Work order:
List every source cited in parentheses in the article on sponge life on coral reefs below.

[Exercise text — start]

- M. C. Diaz
No Free Lunch! Sponge Life on Coral Reefs
Updated: Mar 23, 2022
The Roles and Services of Sponges in Coral Reefs
M. C. Diaz
“Nature gives us hundreds of services for free." This is one of the messages that our beloved naturalist and myrmecologist (ant expert), Dr. Edward . O Wilson repeatedly quoted, letting “this fast human world” know that Ecology means Economy. I heard this quote from an interview to E.O. Wilson as part of “The Arts and Lectures” series, and it made me think about the role and services that marine sponges offer for free in all seas.
Figure 1. Can you see the twelve Sponge species I see in this picture of a Mexican reef?. Photo by Philippe_Hamilton (Ocean Image Bank). Objectively speaking sponges are conspicuous inhabitants in coral reefs.
SPONGES ARE EVERYWHERE
Sponges are not casual components of the fauna in coral reefs worldwide. From fringing coral reefs, atolls, and patch reefs, to deeper reef escarpments, reef walls, or mesophotic reefs (50-150 m deep), sponges surpass any animal phyla in terms of species richness and living biomass in most tropical coral reefs (Diaz and Rützler, 2001; Reed et al., 2018). In the Caribbean, the number of different sponge species at any reef ranges from 50-300 species, and a large difference on species composition can be found among reefs within “15 km” (Hooper, 2018).

[Exercise text — finish]
[Supplied data — start]

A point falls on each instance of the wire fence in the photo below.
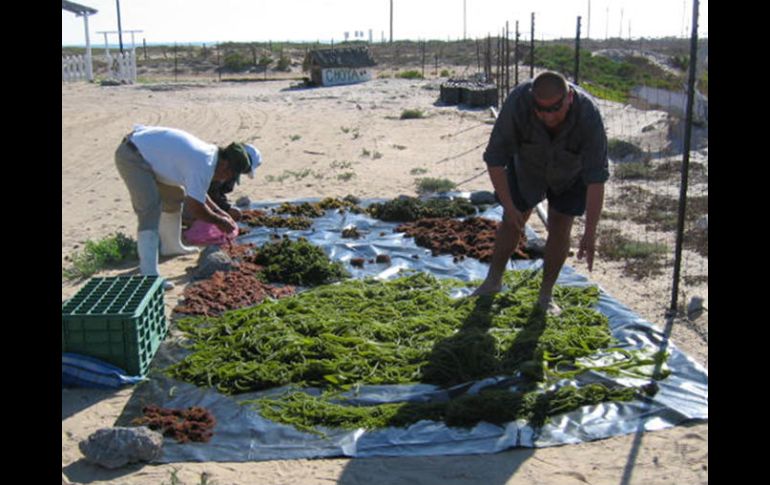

[Supplied data — finish]

Solution for this problem:
Diaz and Rützler, 2001
Reed et al., 2018
Hooper, 2018